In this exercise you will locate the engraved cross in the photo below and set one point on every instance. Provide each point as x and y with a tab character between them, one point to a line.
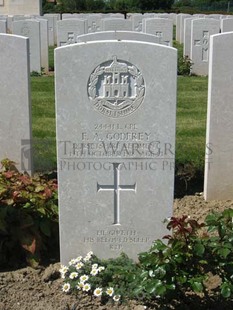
117	188
204	43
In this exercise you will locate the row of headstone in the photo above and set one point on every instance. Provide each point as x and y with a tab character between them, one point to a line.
195	31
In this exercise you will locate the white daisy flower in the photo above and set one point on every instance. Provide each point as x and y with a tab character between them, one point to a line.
72	262
66	287
116	297
87	258
80	285
63	275
78	259
73	275
98	292
79	265
94	272
110	291
86	287
101	268
84	278
63	269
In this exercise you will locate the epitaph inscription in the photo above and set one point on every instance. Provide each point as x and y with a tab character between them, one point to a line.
116	88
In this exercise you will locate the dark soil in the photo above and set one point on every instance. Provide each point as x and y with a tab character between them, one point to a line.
40	289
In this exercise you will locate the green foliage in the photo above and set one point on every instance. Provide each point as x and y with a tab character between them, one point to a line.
28	216
193	254
184	63
190	258
115	279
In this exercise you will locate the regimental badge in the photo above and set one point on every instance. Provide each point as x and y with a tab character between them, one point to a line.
116	88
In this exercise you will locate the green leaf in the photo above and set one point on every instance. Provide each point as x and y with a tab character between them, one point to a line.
161	290
199	249
224	252
197	286
45	228
39	188
151	287
225	290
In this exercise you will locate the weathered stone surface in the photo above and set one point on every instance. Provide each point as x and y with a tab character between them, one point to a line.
31	30
162	28
115	142
201	30
15	105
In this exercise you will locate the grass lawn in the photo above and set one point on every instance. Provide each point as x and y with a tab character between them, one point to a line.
190	131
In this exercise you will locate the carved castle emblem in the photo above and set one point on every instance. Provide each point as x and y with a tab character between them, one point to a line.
116	88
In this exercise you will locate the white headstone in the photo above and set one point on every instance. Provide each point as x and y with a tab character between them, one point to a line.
162	28
21	7
179	26
137	22
94	23
2	26
219	138
44	44
187	37
115	142
201	30
52	25
15	104
226	24
69	29
31	30
108	24
118	35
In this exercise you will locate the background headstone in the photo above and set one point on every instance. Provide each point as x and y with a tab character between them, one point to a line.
31	30
15	105
226	24
201	30
2	26
44	44
187	37
108	24
17	7
118	35
162	28
69	29
219	138
115	140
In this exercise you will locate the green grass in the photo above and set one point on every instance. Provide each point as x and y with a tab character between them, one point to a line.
191	120
190	129
43	122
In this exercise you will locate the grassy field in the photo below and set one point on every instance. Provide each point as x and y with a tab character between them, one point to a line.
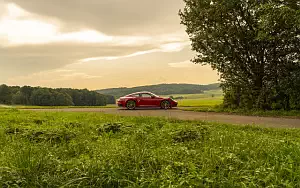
54	107
97	150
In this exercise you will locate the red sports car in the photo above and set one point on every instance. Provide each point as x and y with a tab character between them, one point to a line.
145	99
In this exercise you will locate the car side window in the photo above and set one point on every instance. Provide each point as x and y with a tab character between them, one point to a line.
145	95
136	95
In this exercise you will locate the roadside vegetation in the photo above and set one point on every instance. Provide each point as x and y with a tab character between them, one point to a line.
97	150
254	46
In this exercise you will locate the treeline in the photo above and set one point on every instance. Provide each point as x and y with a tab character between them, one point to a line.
254	46
162	89
39	96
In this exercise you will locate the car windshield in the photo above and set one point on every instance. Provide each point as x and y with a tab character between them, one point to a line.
153	94
139	95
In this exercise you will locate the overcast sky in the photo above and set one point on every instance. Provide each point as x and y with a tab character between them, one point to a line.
96	44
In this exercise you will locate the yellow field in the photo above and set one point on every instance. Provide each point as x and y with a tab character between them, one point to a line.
206	99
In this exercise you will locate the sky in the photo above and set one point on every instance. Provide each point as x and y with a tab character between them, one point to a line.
96	44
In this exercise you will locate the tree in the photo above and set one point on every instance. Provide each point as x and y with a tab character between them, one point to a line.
26	91
19	98
5	94
41	97
61	99
254	45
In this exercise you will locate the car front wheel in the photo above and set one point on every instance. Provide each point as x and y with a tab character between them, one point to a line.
130	105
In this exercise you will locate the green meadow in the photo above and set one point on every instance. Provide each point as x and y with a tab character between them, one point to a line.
51	149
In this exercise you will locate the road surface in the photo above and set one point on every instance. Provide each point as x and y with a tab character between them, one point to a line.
189	115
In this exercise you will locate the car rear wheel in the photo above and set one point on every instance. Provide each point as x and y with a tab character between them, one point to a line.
130	105
165	105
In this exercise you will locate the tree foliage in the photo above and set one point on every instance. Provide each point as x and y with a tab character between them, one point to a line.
52	97
254	45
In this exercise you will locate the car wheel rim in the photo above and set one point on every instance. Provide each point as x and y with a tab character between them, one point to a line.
130	105
166	105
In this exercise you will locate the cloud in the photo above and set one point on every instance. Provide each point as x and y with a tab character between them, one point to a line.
95	44
183	64
112	17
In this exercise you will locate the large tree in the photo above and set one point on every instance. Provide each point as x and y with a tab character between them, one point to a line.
253	44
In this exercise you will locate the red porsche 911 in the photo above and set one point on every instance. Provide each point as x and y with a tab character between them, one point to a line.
145	99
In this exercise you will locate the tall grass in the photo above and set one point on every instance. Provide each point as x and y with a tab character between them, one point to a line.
97	150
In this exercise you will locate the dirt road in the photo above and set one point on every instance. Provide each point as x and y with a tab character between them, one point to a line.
188	115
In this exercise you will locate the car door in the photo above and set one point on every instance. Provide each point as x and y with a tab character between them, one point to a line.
146	100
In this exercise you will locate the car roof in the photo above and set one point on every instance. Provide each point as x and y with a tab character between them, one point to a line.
141	92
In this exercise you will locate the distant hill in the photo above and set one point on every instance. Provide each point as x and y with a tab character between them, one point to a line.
161	89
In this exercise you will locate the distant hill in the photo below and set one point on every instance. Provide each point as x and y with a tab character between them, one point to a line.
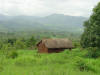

──────────

▸ Stated exercise
From the lines above, keep only those that contain the word "below" and copy each one out in full.

▸ Worked answer
In this exercise you will locate the engraved cross in the photo below and set one point on every instance. Provide each point as x and y with a tab character between them, one point to a line.
In this exercise you will locate the grassy field in the photo below and set one point on every instance. Provide each point as x and y with a tab character between them, one point to a line.
In this exercise you will locate the distant hill in the photo below and set one point on every instance. Provide each point as x and y with a tab character between them, one point to a line.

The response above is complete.